____ Passage to read

Zoning or segregation of food processing areas presents a unique environment for the food processors to identify area of potentially risk for microbiological cross-contamination. The facility design outlines offers risk-based hazard assessment to determine potential sources of contamination, traffic patterns, employee hygienic practices, and suitable preventive control measure for these areas.

The facility designed must allow for separation of the areas of high-risk foods from being exposed to lower-risk foods and raw ingredients including equipment cleaning, laboratories, maintenance, offices, locker rooms, waste collection and disposal, and toilet areas.

In a food processing facility, sanitation zones are classified as Zone 1, Zone 2, zone 3, and Zone 4 based risk assessment of the environment and cleaning regimen in that specific zone. The degree of hygienic zoning depends on several criteria including facility sanitary design, equipment layout, traffic patterns, type of commodity type (s) is being processed, and location of the facility.  Depending on the product and process and the intended consumer the number of hygiene areas established may vary.

For assessing microbiological risk, one must determine if ready-to-eat products can support growth of spoilage microorganisms or pathogens, or their survival. Based on the risk associated, appropriate preventive control measures should be identified to protect the product. A product supporting the growth of pathogenic or spoilage microorganisms will require more protection to prevent foodborne illness and quality issues than a product in which microbes will die off. The barriers may not only be part of the infrastructure but may also be part of the product package itself. A product that is pasteurized in package, aseptically filled, or retorted will be protected by its packaging from potential microbial contamination after the microbial log reduction; therefore, the building may not need to offer as much protection as it will for an RTE product exposed to the environment after the microbial reduction step. The building and infrastructure need to provide the necessary conditions for products to be made in hygienic conditions.

For sanitation purposes, Zone 3 is primarily a dry environment or no food contact zone.  Since Zone 3 is a potential source dirt and dust, which can contaminate equipment seals on motors, gearboxes and bearings, the processing equipment and other non-food contact surfaces in this zone does not need to be protected from high-pressure wash downs. Contamination of seals and bearing can break the lubrication film may lead to seal damage and ingress into the motor.

Zone 2 is a medium-hygiene zone where areas need at least some kind of wash down. In Zone 2, any standard seal is adequate to prevent moisture from coming into the gearbox, and it is always good to use covers in these areas to protect the gearbox. Painted Equipment, machinery and motors wash down may work well in Zone 2. Even a paint-free design can work quite well in these types of applications.

Zone 1 is a high-hygiene or food prep area. These are the areas where the food product is at its most vulnerable and equipment has direct contact with food. Zone 1 areas also create the best opportunity for bacterial contamination and need to be sanitized thoroughly with a regular scheduled cleanings. At the very least, cleanings are completed at every shift change or quite possibly several times each shift.

________

→ **Work to complete**:
a - Name the kinds of product that the passage on food processing sanitation zones says are protected by their packaging from microbial contamination after the microbial log reduction.
b - In the passage on food processing sanitation zones, retype the text between "For sanitation purposes, Zone" and "types of applications.", inclusive.
c - Translate this sentence from the passage on food processing sanitation zones into Spanish: "Zone 1 is a high-hygiene or food prep area."
The records have no role in this work.

____ Data extract

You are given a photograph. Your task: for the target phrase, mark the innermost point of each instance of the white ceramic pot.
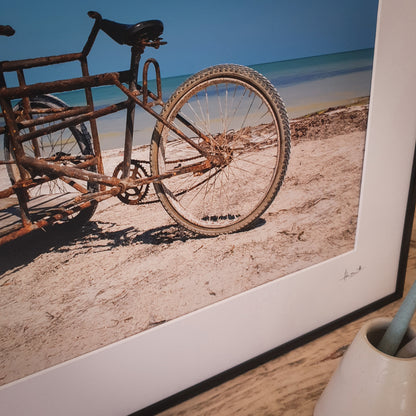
(368, 382)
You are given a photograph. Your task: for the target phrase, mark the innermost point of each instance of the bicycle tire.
(241, 110)
(53, 195)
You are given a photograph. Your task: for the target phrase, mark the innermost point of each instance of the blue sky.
(199, 33)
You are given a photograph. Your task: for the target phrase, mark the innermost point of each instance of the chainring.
(133, 196)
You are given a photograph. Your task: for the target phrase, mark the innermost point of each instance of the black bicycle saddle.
(123, 34)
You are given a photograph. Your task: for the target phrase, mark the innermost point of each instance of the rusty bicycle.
(217, 156)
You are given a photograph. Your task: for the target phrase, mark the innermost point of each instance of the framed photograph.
(177, 313)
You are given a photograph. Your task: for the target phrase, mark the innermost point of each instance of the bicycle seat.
(149, 30)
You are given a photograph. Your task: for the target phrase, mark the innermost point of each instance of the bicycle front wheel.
(241, 113)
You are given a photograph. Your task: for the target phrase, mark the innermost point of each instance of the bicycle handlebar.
(6, 30)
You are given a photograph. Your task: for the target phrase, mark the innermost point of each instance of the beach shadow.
(60, 239)
(95, 234)
(18, 253)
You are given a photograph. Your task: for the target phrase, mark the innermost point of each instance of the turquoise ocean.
(306, 85)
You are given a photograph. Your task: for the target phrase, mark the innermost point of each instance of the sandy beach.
(132, 268)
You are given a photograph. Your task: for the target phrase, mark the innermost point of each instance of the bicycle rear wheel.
(242, 113)
(54, 195)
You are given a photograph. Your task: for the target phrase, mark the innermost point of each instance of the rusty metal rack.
(214, 152)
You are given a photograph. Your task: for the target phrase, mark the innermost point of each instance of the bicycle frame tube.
(51, 168)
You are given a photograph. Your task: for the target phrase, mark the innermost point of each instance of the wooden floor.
(292, 383)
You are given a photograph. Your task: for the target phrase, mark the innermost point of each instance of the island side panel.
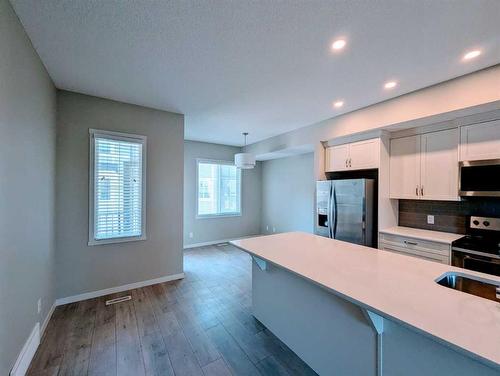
(412, 354)
(330, 334)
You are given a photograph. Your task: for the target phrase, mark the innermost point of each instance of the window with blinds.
(219, 189)
(117, 204)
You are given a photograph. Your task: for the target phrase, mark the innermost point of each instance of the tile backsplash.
(449, 216)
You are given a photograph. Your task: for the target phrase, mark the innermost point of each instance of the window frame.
(223, 215)
(118, 136)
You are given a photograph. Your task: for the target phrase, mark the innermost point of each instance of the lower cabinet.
(424, 249)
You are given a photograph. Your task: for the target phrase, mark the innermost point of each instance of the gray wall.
(27, 178)
(288, 188)
(213, 229)
(81, 268)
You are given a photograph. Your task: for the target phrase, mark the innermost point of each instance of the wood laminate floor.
(201, 325)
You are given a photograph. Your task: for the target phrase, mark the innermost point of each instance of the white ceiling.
(259, 66)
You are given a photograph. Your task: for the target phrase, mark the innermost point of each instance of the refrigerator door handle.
(334, 212)
(330, 221)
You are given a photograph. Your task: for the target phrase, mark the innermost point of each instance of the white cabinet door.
(364, 154)
(337, 158)
(405, 168)
(439, 165)
(480, 141)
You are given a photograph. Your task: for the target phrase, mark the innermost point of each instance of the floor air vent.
(118, 300)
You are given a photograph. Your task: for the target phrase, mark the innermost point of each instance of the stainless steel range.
(479, 250)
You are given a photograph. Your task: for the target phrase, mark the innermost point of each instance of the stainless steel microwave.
(480, 178)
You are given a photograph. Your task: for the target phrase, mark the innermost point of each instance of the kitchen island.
(346, 309)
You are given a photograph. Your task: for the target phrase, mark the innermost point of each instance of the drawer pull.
(410, 243)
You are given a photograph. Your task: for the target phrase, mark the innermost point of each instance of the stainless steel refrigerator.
(344, 210)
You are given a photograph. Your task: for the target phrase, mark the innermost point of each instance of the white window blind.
(118, 183)
(219, 189)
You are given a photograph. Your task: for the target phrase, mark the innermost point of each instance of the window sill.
(211, 216)
(94, 242)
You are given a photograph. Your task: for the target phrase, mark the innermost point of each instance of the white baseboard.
(27, 353)
(113, 290)
(204, 244)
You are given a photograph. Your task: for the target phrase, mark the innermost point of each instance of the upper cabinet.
(405, 168)
(480, 141)
(359, 155)
(425, 166)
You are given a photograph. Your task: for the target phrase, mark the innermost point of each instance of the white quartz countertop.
(415, 233)
(395, 286)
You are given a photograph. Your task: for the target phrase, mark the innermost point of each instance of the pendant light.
(244, 161)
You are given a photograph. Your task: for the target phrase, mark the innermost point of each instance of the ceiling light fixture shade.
(245, 161)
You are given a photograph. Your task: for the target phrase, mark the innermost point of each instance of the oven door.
(480, 178)
(483, 264)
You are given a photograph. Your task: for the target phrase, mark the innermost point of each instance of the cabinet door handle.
(410, 243)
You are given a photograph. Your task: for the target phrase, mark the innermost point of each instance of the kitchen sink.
(484, 288)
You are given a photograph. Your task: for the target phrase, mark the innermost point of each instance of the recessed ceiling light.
(390, 84)
(338, 44)
(471, 54)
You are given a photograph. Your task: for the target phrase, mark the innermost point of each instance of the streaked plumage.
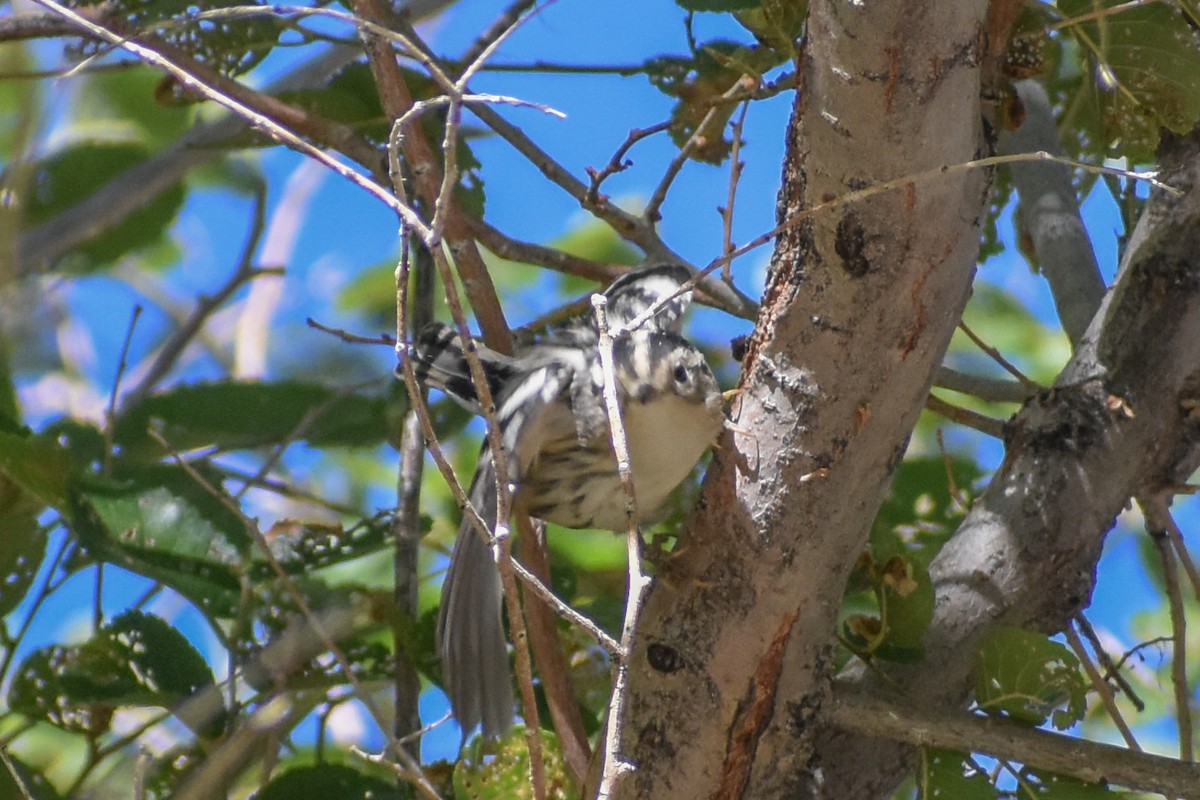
(556, 435)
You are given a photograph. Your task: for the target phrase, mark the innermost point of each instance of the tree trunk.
(733, 651)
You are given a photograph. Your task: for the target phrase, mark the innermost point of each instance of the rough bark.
(858, 312)
(1116, 425)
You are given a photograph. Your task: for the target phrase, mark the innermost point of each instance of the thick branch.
(1027, 551)
(733, 645)
(1087, 761)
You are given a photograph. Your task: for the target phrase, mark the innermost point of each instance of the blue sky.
(348, 230)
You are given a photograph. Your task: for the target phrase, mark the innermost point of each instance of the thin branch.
(994, 390)
(433, 180)
(975, 420)
(121, 364)
(1087, 761)
(1102, 687)
(565, 611)
(207, 306)
(999, 358)
(625, 224)
(547, 653)
(203, 82)
(499, 28)
(618, 163)
(697, 137)
(1179, 645)
(1181, 548)
(415, 776)
(615, 768)
(1111, 669)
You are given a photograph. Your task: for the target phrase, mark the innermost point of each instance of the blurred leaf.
(1061, 787)
(163, 507)
(921, 513)
(718, 5)
(300, 547)
(136, 660)
(229, 44)
(498, 769)
(775, 23)
(1030, 678)
(1145, 64)
(700, 83)
(906, 596)
(75, 173)
(22, 545)
(235, 415)
(17, 780)
(325, 781)
(113, 104)
(947, 775)
(213, 581)
(36, 464)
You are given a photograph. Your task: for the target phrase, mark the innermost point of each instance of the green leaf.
(325, 781)
(700, 84)
(22, 543)
(718, 5)
(118, 104)
(136, 660)
(777, 23)
(163, 507)
(18, 780)
(229, 44)
(921, 512)
(1145, 64)
(213, 579)
(948, 775)
(1061, 787)
(72, 174)
(906, 599)
(36, 464)
(233, 415)
(498, 769)
(1031, 678)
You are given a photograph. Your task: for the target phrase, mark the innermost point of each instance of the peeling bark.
(858, 311)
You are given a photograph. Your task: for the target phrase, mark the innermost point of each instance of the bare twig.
(432, 181)
(999, 358)
(1102, 687)
(351, 338)
(1181, 548)
(988, 389)
(618, 163)
(563, 609)
(736, 166)
(207, 306)
(975, 420)
(1179, 645)
(615, 767)
(121, 364)
(499, 28)
(659, 196)
(203, 82)
(1087, 761)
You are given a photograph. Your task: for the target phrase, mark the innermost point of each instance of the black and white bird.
(559, 455)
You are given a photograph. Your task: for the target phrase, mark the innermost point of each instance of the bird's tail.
(471, 633)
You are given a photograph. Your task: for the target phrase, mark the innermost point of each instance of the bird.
(559, 456)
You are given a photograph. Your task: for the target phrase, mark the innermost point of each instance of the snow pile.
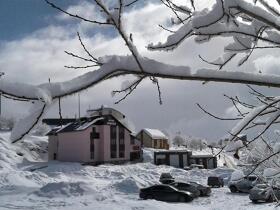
(155, 133)
(127, 185)
(234, 145)
(60, 189)
(237, 175)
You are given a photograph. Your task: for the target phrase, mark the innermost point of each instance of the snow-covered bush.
(247, 25)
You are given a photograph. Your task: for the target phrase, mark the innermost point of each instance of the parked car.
(166, 178)
(192, 166)
(203, 189)
(264, 193)
(165, 193)
(186, 187)
(244, 185)
(215, 181)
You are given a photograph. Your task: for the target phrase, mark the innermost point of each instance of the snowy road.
(71, 186)
(108, 187)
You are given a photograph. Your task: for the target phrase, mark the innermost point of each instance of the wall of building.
(107, 145)
(145, 139)
(52, 146)
(74, 146)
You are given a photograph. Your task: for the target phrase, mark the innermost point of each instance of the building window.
(94, 134)
(132, 140)
(113, 147)
(91, 148)
(121, 142)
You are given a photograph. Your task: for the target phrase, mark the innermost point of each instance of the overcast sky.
(34, 36)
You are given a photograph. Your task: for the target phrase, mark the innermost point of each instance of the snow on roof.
(155, 133)
(87, 124)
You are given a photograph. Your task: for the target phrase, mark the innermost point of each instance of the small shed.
(183, 158)
(207, 160)
(176, 158)
(153, 138)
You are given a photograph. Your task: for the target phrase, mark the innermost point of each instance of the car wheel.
(270, 199)
(182, 199)
(149, 197)
(233, 189)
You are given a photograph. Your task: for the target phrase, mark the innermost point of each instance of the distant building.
(184, 158)
(103, 136)
(153, 138)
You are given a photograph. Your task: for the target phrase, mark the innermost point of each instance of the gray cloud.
(40, 56)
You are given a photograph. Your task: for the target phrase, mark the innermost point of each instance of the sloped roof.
(75, 126)
(155, 133)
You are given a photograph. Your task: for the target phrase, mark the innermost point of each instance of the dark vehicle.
(193, 166)
(244, 185)
(204, 190)
(195, 188)
(166, 178)
(165, 193)
(186, 187)
(215, 181)
(264, 193)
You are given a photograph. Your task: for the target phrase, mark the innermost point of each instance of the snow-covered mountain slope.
(73, 186)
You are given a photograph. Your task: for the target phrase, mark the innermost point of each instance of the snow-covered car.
(215, 181)
(203, 189)
(264, 193)
(182, 186)
(166, 178)
(244, 184)
(165, 193)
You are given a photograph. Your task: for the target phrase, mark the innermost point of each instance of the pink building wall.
(75, 146)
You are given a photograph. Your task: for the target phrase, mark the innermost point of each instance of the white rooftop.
(155, 133)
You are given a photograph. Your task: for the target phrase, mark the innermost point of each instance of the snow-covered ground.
(57, 185)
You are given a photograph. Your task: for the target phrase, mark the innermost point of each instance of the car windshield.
(167, 175)
(262, 186)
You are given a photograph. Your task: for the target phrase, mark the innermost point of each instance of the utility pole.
(79, 105)
(1, 74)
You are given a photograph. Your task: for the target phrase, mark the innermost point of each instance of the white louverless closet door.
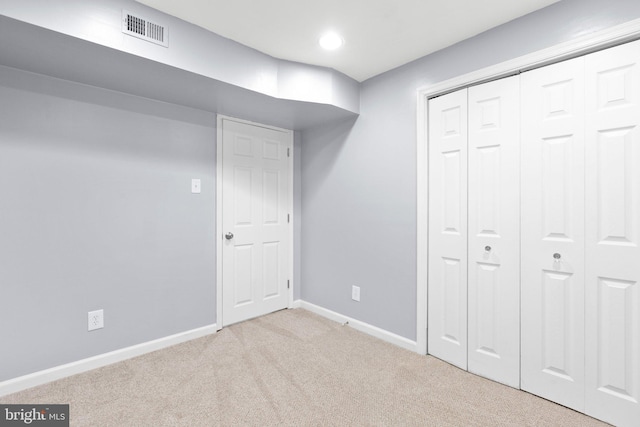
(613, 235)
(447, 315)
(552, 245)
(494, 230)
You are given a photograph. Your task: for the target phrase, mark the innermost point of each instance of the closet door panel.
(494, 227)
(613, 234)
(447, 294)
(552, 244)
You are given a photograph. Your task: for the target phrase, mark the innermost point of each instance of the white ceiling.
(379, 34)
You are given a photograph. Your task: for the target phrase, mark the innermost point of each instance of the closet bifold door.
(494, 231)
(613, 235)
(552, 236)
(447, 294)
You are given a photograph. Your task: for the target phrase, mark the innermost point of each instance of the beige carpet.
(292, 368)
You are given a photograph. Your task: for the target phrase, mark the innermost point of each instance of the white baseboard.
(42, 377)
(359, 325)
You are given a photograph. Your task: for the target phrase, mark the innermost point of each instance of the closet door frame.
(619, 34)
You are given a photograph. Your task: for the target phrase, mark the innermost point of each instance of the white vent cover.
(144, 29)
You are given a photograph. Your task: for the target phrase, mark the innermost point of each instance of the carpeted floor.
(292, 368)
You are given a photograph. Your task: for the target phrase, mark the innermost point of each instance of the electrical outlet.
(96, 320)
(196, 186)
(355, 293)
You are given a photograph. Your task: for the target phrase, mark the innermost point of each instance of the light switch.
(195, 186)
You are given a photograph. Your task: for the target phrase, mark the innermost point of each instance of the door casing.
(598, 40)
(219, 230)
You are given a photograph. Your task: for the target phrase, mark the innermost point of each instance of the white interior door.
(552, 245)
(613, 235)
(447, 294)
(494, 230)
(256, 237)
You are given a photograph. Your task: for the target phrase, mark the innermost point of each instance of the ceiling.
(379, 35)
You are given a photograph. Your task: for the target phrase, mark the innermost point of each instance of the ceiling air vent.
(144, 29)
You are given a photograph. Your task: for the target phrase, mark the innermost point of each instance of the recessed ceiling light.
(331, 41)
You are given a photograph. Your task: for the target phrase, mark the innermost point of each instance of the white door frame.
(219, 236)
(596, 41)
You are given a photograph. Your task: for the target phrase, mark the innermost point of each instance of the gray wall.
(96, 211)
(359, 178)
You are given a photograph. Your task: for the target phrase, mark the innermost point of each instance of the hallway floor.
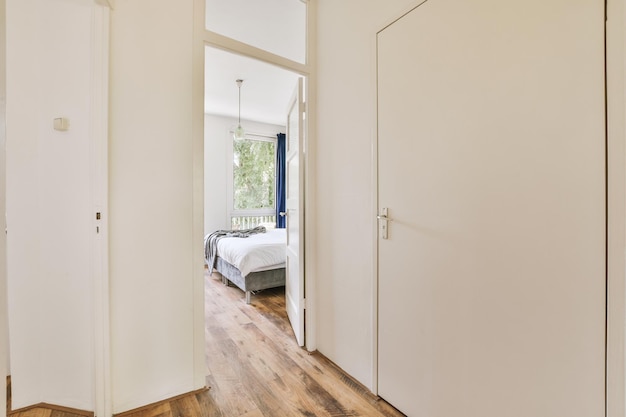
(256, 369)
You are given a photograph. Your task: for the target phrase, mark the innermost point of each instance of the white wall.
(49, 202)
(346, 117)
(152, 252)
(4, 339)
(217, 136)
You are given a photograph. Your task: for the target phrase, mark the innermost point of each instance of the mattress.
(259, 252)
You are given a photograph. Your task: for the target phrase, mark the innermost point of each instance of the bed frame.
(254, 281)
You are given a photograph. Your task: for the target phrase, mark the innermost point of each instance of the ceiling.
(277, 26)
(265, 92)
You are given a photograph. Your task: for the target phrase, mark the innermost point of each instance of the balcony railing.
(248, 222)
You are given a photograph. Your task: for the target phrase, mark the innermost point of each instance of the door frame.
(615, 85)
(202, 38)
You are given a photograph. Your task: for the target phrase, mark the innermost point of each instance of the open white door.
(294, 283)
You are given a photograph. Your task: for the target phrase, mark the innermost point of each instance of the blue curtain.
(280, 179)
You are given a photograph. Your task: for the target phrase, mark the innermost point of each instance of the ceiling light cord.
(239, 132)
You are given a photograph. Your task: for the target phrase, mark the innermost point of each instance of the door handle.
(384, 225)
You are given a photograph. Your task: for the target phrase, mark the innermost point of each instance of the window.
(254, 182)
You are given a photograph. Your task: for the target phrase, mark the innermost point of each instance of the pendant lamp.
(239, 133)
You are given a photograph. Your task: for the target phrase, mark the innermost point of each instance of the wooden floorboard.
(256, 369)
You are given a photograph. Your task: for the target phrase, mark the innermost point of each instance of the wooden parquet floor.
(256, 369)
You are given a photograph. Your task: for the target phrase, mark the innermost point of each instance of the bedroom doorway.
(256, 181)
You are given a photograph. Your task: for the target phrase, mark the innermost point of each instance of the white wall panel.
(346, 119)
(49, 202)
(4, 340)
(151, 202)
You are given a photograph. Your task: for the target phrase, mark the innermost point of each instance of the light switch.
(61, 124)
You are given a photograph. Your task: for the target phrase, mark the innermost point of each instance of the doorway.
(244, 182)
(492, 280)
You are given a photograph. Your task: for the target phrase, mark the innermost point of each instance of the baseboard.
(156, 404)
(46, 406)
(53, 407)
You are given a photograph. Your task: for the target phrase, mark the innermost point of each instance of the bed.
(252, 263)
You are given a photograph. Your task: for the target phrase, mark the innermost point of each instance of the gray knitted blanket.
(210, 242)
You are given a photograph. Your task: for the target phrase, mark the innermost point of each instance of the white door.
(294, 285)
(492, 167)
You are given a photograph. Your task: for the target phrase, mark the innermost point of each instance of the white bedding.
(259, 252)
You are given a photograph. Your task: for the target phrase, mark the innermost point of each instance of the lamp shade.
(239, 133)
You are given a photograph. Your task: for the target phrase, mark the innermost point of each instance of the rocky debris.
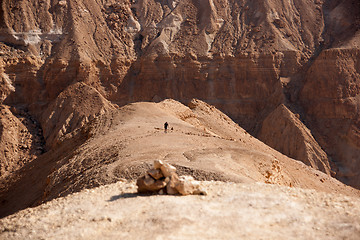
(163, 179)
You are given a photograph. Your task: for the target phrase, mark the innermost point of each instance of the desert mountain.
(244, 57)
(106, 144)
(85, 88)
(245, 211)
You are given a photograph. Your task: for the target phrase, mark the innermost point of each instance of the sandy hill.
(244, 211)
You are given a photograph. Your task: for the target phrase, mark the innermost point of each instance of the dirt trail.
(229, 211)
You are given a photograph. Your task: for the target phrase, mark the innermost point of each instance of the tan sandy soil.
(229, 211)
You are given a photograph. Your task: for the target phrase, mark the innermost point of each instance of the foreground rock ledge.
(162, 179)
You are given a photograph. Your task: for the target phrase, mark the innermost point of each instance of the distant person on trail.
(165, 126)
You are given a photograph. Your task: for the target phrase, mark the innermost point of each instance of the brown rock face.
(245, 57)
(331, 99)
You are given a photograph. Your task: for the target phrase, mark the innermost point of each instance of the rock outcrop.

________

→ **Answers in order**:
a -
- Products pasteurized in package
- Products that are aseptically filled
- Products that are retorted

b -
For sanitation purposes, Zone 3 is primarily a dry environment or no food contact zone.  Since Zone 3 is a potential source dirt and dust, which can contaminate equipment seals on motors, gearboxes and bearings, the processing equipment and other non-food contact surfaces in this zone does not need to be protected from high-pressure wash downs. Contamination of seals and bearing can break the lubrication film may lead to seal damage and ingress into the motor.

Zone 2 is a medium-hygiene zone where areas need at least some kind of wash down. In Zone 2, any standard seal is adequate to prevent moisture from coming into the gearbox, and it is always good to use covers in these areas to protect the gearbox. Painted Equipment, machinery and motors wash down may work well in Zone 2. Even a paint-free design can work quite well in these types of applications.

c - La Zona 1 es un área de alta higiene o de preparación de alimentos.